> _Text excerpt_:
It's a high risk bet, but I like the upside enough to take the bet.


[Existing home] sales have now declined for 10 straight months, the longest such stretch since 1999. Reports this week showed confidence among homebuilders dropping for a record 12th straight month in December, while single-family homebuilding and permits tumbled to a 2-1/2-year low in November.


While stocks can sometimes bottom when the news flow is terrible, and that's something I'll be on the lookout for, I don't think this is one of those times. The full impact of Fed rate hikes hasn't even begun to be felt. It's going to get worse, and worse, and worse as the leverage gets sucked out of the system. Negative homeowners' equity is going to become a buzzword like in 2009.


December 22 2022




Buy VanEck Vietnam ETF (VNM)

In keeping with my thesis on dollar dominance fading, I've been looking for opportunities outside the US. Japan is the top choice. I looked at South Korea (EWY) but Samsung Electronics accounts for nearly a quarter of the ETF holdings, so pass. The Chinese ETFs FXI and CQQQ look interesting chart-wise, but I'm not comfortable with the tech heavy portfolio allocation.


I looked at Singapore (EWS) as a China proxy, and that would be my third pick if I was looking to add more risk (I'm not). Singapore is extremely banking and financials focused, with the top 3 holdings (DBS, OCBC, United Overseas Bank) accounting for 37% of the portfolio. If a Chinese recovery really kicks off, Singapore would be a good buy. But not yet.

That brings me to Vietnam. The ETF has a PE of 10, is diversified among real estate, staples, consumer cyclical and financial services. The currency is down ~4% ytd vs the dollar, and the ETF is down 42.6% ytd. The time to invest in emerging markets is when things turn from extremely terrible to slightly less so. I think we're in that moment. The dollar cooling off should make things slightly less awful for Vietnam. The ETF is at an all-time low if you exclude the covid bottom. I expect a sharp bounce within a month if I'm right on the dollar, so I'm bottom fishing.

> _Dataset_:
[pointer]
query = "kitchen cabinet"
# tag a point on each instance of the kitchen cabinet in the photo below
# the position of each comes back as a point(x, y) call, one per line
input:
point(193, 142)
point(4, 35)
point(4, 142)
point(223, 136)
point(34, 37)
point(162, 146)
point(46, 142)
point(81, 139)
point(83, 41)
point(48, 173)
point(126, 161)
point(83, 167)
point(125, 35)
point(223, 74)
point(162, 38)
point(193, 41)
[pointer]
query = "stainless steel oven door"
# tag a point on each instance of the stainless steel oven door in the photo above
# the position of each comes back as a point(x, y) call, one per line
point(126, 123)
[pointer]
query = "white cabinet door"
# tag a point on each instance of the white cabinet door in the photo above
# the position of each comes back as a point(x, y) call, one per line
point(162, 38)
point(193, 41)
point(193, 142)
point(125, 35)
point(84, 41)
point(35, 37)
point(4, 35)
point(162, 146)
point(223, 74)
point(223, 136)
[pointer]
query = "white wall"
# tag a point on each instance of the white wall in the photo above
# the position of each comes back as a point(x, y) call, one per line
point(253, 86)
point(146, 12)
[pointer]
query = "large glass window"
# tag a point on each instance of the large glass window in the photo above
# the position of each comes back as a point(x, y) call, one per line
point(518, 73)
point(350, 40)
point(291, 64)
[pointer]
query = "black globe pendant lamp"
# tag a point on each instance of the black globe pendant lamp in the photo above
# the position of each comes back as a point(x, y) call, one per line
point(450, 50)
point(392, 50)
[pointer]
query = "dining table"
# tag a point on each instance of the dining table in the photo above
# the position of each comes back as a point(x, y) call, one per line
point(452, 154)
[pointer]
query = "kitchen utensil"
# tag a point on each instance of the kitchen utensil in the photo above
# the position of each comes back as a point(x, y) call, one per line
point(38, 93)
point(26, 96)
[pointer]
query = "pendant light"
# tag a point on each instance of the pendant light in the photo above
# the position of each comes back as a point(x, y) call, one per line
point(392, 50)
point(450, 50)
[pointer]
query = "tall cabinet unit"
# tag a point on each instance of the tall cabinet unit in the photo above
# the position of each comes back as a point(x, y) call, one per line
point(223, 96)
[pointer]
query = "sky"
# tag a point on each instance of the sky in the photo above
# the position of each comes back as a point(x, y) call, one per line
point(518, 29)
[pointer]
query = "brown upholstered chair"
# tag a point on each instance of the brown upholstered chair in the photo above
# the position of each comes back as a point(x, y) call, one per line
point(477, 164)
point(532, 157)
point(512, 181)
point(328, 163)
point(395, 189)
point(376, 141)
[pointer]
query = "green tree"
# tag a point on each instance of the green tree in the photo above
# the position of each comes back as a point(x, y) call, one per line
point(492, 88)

> _Required work_:
A - In the market commentary, rewrite the paragraph beginning "I looked at Singapore (EWS)" as a short bulleted list that keeps its main facts.
B - Continue the market commentary from its last sentence, writing the next part in the same voice.

> _Answers to the exercise_:
A -
- Singapore (EWS) was considered as a China proxy.
- It would be the third pick if more risk were wanted, which it isn't.
- The ETF is heavily focused on banking and financials. Its top 3 holdings (DBS, OCBC, United Overseas Bank) make up 37% of the portfolio.
- It would be a good buy if a Chinese recovery really kicks off, but not yet.

B -
Stop loss at $10.5, below the 52-week low, for a risk of ~13% with an initial target of $16. Timeline: by Jan 2023.




It's time to get defensive, and that means buying precious metals. We've already got exposure to gold via the miners. Silver is both an industrial and a precious metal, plus it's too volatile for my taste. Palladium is too tied to automobile demand. That leaves platinum and rhodium, and I'd much rather go with the former given it's easily tradeable.


Buy Abrdn Platinum ETF (PPLT)


The expense ratio is 0.6% and tracking error is minimal. The metal is in a choppy uptrend, arguing for patience, a wide stop (3 ATRs), and a smaller position size than you'd normally take.


Bonds, agriculture, Brazil and carbon credits. That's the list of everything that's up today, with the biggest winner being the KRBN ETF with a 0.9% gain. Powell has done great in his role as the Christmas Grinch, nixing the usual Santa Class rally and turning the mood somber on Wall St going into the holidays.


Biotech stocks (XBI) have been stuck in this channel for 3 months. Chances are, this breaks lower given how weak the bounces are. I've been wanting to recommend buying biotech stocks but the repeated failure to bounce to near the top of the channel makes me cautious.


December 23 2022


If you're a non-US person holding popular futures linked ETFs or ETPs, SELL. I know I recommended Teucrium Wheat Fund (WEAT) earlier and I know several people don't always follow through on my exit recommendations. If you don't sell before Jan 1 (trade settlement is T+2 days), you will be taxed at 10% of gross proceeds. Applies to several energy cos, UUP, SOYB, etc as well. Full list here


Stopped out on the Graphite India trade. Three consecutive down weeks for stocks tends to do that.

I've tried both approaches - using stops to get out, and stubbornly holding on to value and waiting to be proven right. This trade just happens to belong to the former camp, so I don't mind getting stopped out.


PCE increased 5.5% yoy and 0.1% from October levels. Spending on goods took a hit, but spending on rent and utilities increased 23.4% yoy. The more the Fed hikes, the more this component will go up. Although spending on lifestyle is rapidly collapsing, we'll continue to have inflation in the statistics.